Task to complete
Word for word, restate every line of the material.

Data shown
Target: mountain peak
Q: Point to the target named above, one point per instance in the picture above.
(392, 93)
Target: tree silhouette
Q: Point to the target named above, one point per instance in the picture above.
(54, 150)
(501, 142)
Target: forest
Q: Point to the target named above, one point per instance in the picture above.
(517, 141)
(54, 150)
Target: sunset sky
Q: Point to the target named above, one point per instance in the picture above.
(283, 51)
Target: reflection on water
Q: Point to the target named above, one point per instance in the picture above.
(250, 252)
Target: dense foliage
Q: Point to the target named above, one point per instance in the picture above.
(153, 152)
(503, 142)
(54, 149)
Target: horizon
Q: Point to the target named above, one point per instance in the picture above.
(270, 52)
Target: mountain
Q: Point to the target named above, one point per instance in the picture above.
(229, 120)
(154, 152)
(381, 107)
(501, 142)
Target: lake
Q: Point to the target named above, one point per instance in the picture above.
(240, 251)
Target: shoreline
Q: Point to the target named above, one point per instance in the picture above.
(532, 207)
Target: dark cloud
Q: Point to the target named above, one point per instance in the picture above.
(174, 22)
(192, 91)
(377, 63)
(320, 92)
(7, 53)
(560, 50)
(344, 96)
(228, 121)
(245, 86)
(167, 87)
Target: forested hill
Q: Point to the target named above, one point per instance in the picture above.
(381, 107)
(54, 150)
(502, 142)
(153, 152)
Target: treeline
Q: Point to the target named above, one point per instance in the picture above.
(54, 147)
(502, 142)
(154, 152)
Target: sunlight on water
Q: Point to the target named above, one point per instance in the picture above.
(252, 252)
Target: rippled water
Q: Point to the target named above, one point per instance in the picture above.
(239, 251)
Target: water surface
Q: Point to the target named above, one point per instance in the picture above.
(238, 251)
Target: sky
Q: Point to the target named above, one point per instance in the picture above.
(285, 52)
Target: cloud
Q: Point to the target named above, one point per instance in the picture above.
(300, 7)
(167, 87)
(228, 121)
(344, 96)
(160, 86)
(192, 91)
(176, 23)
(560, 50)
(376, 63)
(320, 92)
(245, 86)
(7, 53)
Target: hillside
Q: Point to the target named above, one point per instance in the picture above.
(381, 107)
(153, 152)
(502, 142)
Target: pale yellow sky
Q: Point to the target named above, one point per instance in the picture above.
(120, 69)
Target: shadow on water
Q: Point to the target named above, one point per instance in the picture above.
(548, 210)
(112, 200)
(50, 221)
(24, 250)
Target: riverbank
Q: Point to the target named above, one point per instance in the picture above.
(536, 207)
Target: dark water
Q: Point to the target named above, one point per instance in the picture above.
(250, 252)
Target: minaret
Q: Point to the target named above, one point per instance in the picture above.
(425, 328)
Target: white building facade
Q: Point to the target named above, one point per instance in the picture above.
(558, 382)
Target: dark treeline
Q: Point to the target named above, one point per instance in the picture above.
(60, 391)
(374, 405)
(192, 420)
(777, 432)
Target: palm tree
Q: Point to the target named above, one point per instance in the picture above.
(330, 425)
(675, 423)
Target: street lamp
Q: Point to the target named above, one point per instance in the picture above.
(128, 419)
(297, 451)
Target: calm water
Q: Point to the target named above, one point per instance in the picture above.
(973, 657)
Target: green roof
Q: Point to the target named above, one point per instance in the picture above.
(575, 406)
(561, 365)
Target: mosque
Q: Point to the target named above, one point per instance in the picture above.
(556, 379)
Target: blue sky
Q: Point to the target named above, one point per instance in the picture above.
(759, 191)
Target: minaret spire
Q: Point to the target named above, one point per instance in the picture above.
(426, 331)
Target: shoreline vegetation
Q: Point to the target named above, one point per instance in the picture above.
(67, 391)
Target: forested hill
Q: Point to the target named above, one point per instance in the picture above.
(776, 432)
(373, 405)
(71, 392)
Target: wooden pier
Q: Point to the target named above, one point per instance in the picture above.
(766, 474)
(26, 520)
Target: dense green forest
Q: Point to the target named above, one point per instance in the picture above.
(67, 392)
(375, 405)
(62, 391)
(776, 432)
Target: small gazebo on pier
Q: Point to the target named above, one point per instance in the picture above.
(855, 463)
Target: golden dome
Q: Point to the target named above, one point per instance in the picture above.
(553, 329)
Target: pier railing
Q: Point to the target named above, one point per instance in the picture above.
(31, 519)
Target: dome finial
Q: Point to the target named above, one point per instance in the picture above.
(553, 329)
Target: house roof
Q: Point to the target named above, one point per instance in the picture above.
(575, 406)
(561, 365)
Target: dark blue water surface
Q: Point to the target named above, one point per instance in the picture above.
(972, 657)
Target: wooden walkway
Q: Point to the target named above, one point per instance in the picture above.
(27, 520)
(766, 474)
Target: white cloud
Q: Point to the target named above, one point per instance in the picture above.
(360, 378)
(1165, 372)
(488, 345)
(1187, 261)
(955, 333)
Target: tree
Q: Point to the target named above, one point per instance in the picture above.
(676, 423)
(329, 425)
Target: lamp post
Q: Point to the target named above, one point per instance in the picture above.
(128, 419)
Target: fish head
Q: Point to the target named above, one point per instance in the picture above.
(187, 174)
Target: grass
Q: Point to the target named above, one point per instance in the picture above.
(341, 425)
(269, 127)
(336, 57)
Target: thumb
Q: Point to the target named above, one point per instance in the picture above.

Answer below
Target: mountain peak
Q: Point to the target named above, one point per instance in the picture above.
(392, 93)
Target: tree silhouette
Q: Point to the target named above, one point per instance in the picture above.
(54, 150)
(501, 142)
Target: forest
Q: Point to the target named above, one point per instance in the picture above.
(517, 141)
(54, 150)
Target: sunset sky
Q: Point to the target named above, one point per instance in the picture above.
(283, 51)
Target: reflection on water
Q: Point to the target named above, one point per instance in the picture above.
(250, 252)
Target: dense foliage
Q: Point to the target named above, one point per instance in the picture above.
(153, 152)
(503, 142)
(54, 149)
Target: horizon
Q: Point to the target named above, one point per instance in the picture above.
(270, 52)
Target: mountain
Q: Point to the target named above, one point per instance in the picture above.
(229, 120)
(154, 152)
(381, 107)
(501, 142)
Target: lake
Q: Point to the target named above, one point per instance in the picture above.
(240, 251)
Target: shoreline
Q: Point to the target named above, one point per instance in the picture above.
(532, 207)
Target: dark cloud
Q: Point to the target named above, one point per instance in the picture above.
(174, 22)
(192, 91)
(377, 63)
(320, 92)
(7, 53)
(560, 50)
(344, 96)
(228, 121)
(245, 86)
(167, 87)
Target: forested hill
Q: Point to the target named above, one point per instance in the picture above.
(381, 107)
(54, 150)
(502, 142)
(153, 152)
Target: treeline
Q: Point to the target named above, one point per instance in the picture above.
(54, 147)
(502, 142)
(154, 152)
Target: sunlight on water
Q: Point to the target named above, one point per instance in the picture above.
(252, 252)
Target: rippled water
Q: Point to the target named above, one point per instance in the picture above.
(239, 251)
Target: water surface
Q: Point to the target named above, one point per instance in the picture above.
(238, 251)
Target: sky
Q: Point to the target named above, one point per instance in the picture above.
(285, 52)
Target: cloud
Q: Point to the target named above, one point per instance in the picture above.
(300, 7)
(167, 87)
(228, 121)
(344, 96)
(160, 86)
(192, 91)
(176, 23)
(560, 50)
(376, 63)
(320, 92)
(245, 86)
(7, 53)
Target: hillside
Q: Point to the target named above, one point per instance in the picture above.
(381, 107)
(153, 152)
(502, 142)
Target: pale yellow sky
Q: Point to the target named above, one point per instance in the picture above.
(120, 69)
Target: shadow on water
Q: Point to the target named above, one point per instance in the picture above.
(548, 210)
(112, 200)
(50, 221)
(24, 250)
Target: riverbank
Q: Point to the target named above, one point per instance in the picture above.
(536, 207)
Target: dark water
Q: Point to the target named above, one point per instance in the picture above.
(250, 252)
Target: minaret
Q: Point to the target named above, one point per instance in the picture above.
(425, 328)
Target: white building facade
Q: Point to the target named above, one point per instance in the picture above.
(558, 382)
Target: dark treeline
Q: Point to the target named above, one point per instance in the picture above.
(60, 391)
(374, 405)
(192, 420)
(777, 432)
Target: palm tree
Q: Point to the target named above, one point per instance in the picture above.
(330, 425)
(675, 423)
Target: street lamp
Q: Point to the target named above, one point per instance in the picture above.
(128, 419)
(297, 451)
Target: calm water
Q: Point to the target named above, one point per instance in the picture above.
(973, 657)
Target: green roof
Q: Point to the target named above, one point per instance in the picture above.
(575, 406)
(561, 365)
Target: mosque
Q: Point to the target named above, one point per instance in the picture above.
(556, 379)
Target: blue sky
Q: Point to the target named above, one point per instance in the picture above.
(759, 191)
Target: minaret spire
Q: Point to the target named above, one point per instance in the picture above.
(426, 331)
Target: shoreline vegetation
Q: Point to the target named above, one point per instance in the picture above.
(67, 391)
Target: forested hill
Q: Point to the target named above, one point per instance in the picture above.
(776, 432)
(373, 405)
(71, 392)
Target: wooden pier
Q: Point to the target named above, one point per instance in the picture above.
(766, 474)
(26, 520)
Target: dense green forest
Q: Point to the target named above, one point per instance in the picture above.
(67, 392)
(375, 405)
(62, 391)
(776, 432)
Target: small gazebo on pier
Q: Point to the target named above, one point per instance in the picture above.
(855, 463)
Target: golden dome
Q: Point to the target named above, one point per instance in the picture above.
(553, 329)
Target: pier railing
Q: Point to the target named above, one point per instance in the picture above.
(31, 519)
Target: dome finial
Q: Point to the target named above, one point per instance in the picture above.
(553, 329)
Target: house roof
Q: Point to the target named above, one point per instance in the picture above.
(575, 406)
(561, 365)
Target: dark blue water surface
Q: Point to the target named above, one point per instance in the picture above.
(972, 657)
Target: wooden walkway
Q: Point to the target named above, one point per instance in the picture above.
(27, 520)
(766, 474)
Target: white cloud
Q: Point to the target named above, one point per instance in the picture above.
(360, 378)
(1165, 372)
(488, 345)
(1187, 261)
(955, 333)
Target: tree
Q: Point to the target named above, one point per instance in the picture above.
(676, 423)
(329, 425)
Target: lamp post
Q: Point to the target named above, one point per instance in the picture above.
(128, 419)
Target: fish head
Q: Point to the target named above, one point per instance in the picture above.
(187, 174)
Target: grass
Q: Point to the target named above, one point per instance in the picture above.
(341, 425)
(269, 127)
(336, 57)
Target: thumb
Q: Point to the target named above, one point per instance in the picture above.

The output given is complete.